• _Work required_: I need the lines from the one with "Target: blue sky" through the end of the material, copied exactly and with nothing else included.

• _Information_:
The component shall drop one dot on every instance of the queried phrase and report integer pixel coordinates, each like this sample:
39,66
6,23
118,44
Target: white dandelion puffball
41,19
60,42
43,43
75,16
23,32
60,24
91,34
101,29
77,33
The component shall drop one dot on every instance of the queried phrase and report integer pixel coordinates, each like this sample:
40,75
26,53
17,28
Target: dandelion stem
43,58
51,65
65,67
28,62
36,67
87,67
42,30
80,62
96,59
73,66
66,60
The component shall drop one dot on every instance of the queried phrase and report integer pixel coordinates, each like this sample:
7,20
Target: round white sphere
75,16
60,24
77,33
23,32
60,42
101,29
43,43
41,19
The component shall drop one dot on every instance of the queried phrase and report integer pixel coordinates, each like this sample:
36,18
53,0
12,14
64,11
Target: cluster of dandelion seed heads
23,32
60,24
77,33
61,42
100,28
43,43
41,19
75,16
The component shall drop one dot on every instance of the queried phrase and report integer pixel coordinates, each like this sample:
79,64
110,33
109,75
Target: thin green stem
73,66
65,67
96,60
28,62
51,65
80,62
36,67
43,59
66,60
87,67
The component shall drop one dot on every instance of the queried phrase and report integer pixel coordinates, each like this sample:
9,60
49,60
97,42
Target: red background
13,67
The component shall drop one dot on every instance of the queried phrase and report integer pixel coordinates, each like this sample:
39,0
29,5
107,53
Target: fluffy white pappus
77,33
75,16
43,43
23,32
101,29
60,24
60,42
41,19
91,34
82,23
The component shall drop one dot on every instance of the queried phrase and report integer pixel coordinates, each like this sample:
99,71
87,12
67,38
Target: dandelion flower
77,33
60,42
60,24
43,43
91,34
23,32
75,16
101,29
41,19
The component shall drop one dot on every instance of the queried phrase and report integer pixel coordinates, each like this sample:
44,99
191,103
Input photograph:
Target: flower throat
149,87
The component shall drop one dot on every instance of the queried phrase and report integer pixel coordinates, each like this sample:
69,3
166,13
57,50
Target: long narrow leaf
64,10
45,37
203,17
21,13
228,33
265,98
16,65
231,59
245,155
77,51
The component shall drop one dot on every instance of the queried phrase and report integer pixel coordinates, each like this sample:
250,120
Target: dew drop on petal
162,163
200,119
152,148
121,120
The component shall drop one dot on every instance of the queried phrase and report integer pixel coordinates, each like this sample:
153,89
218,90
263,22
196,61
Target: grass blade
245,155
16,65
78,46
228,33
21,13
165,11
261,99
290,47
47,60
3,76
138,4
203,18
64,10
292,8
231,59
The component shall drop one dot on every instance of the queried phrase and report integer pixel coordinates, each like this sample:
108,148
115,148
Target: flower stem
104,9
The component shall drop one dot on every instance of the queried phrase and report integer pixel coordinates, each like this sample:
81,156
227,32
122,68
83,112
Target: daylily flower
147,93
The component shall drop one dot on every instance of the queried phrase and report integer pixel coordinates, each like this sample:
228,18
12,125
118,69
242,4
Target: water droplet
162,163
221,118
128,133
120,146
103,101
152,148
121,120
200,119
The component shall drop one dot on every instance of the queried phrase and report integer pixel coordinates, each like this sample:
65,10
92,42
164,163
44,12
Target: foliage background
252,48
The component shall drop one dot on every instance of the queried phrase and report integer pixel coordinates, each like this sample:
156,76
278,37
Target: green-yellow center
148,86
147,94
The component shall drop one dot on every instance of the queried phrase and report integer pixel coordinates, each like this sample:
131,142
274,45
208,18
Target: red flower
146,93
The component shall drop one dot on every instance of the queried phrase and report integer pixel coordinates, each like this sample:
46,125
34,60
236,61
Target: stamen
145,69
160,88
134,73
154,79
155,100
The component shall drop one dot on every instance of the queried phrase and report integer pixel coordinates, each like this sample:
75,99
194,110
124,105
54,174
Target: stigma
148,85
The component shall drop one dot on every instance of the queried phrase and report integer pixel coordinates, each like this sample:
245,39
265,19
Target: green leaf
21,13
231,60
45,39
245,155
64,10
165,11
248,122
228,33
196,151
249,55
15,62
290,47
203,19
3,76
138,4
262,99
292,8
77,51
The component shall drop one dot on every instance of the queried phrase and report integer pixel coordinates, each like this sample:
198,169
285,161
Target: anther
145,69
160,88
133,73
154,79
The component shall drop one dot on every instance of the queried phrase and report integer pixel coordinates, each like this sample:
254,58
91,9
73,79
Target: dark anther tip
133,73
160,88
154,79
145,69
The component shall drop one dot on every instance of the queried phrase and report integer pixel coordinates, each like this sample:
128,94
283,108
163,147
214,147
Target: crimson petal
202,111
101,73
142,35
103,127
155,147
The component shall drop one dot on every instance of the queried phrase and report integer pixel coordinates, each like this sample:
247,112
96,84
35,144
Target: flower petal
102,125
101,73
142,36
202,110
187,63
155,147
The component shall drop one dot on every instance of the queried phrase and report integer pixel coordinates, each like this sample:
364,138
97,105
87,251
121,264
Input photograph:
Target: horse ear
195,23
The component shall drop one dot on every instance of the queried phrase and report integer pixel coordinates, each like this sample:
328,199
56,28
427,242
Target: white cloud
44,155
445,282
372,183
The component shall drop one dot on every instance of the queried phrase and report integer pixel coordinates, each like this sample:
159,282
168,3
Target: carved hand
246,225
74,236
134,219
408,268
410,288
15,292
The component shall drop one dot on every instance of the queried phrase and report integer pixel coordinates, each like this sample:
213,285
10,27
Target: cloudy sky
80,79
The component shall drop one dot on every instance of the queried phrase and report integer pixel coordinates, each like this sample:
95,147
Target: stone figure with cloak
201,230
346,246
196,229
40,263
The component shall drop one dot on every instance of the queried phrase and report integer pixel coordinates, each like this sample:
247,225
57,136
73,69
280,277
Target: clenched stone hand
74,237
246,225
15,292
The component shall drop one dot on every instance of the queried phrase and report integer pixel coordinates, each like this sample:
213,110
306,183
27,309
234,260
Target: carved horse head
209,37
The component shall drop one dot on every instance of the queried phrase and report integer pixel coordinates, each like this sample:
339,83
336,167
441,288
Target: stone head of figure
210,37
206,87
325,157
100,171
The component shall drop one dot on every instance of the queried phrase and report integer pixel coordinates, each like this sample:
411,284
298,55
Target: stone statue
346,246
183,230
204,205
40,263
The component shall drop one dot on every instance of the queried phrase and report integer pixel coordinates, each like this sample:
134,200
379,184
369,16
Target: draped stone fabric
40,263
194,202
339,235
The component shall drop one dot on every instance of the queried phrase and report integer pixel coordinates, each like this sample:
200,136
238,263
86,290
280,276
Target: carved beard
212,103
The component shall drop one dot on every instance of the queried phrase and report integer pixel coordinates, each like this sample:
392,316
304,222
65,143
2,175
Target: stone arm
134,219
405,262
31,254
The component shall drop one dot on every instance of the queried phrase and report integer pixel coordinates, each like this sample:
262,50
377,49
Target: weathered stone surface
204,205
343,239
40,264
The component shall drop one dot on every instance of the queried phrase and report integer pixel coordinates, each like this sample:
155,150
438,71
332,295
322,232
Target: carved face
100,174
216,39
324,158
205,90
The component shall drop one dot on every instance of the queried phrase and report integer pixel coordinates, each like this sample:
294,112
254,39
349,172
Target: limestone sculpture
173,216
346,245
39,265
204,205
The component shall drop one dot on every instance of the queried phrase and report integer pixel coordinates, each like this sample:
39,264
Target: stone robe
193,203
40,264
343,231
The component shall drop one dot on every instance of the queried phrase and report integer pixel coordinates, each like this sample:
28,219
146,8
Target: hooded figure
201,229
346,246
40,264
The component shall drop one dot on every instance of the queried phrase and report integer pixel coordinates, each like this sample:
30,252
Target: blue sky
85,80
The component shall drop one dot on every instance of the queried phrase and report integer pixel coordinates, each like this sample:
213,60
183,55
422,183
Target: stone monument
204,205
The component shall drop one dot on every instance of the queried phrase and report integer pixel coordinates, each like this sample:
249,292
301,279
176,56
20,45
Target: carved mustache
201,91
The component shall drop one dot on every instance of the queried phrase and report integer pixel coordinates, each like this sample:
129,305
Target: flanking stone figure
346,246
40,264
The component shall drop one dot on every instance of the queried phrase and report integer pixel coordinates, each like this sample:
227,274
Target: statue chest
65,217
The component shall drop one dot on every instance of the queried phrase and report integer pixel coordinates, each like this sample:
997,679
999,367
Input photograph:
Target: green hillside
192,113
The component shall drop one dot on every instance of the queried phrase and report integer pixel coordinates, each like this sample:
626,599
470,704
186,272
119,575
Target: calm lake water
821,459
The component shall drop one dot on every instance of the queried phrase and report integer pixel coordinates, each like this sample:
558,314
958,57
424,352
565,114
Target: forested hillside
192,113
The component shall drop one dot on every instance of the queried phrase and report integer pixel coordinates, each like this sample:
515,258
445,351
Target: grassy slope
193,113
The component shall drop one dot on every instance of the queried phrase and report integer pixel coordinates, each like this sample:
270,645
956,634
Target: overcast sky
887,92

• _Completed task_:
Target: blue sky
85,80
The component shall drop one dot on every instance of the queried phrase and report integer pixel coordinates, each like this sample:
213,60
183,55
422,183
Target: stone monument
204,205
The component shall drop one dot on every instance of the queried phrase and report integer pixel coordinates, each like this sample:
249,292
301,279
176,56
20,45
Target: carved mustache
201,91
The component shall drop one dot on every instance of the queried phrase and report integer pixel coordinates, each like this sample:
129,305
Target: flanking stone figure
346,246
40,264
The component shall drop one dot on every instance of the queried phrase and report integer pixel coordinates, each like this sample:
227,274
Target: statue chest
65,217
The component shall drop one dot on every instance of the queried phrase and report integer pixel coordinates, each like this sample:
997,679
999,367
Input photograph:
Target: green hillside
192,113
The component shall drop one dot on every instance of the queried phrase and report integer pixel coordinates, each like this sample:
626,599
470,704
186,272
119,575
Target: calm lake water
821,459
The component shall drop one dot on every instance of the queried phrase and report integer pixel coordinates, each like this sample:
558,314
958,57
424,352
565,114
Target: forested hillside
192,113
The component shall drop one dot on every instance of the queried phrase and report integer pixel coordinates, each like this sample:
515,258
445,351
Target: grassy slope
193,113
The component shall drop one dot on every instance of the queried phrase and report integer pixel coordinates, each like this sample:
270,645
956,634
Target: overcast sky
887,92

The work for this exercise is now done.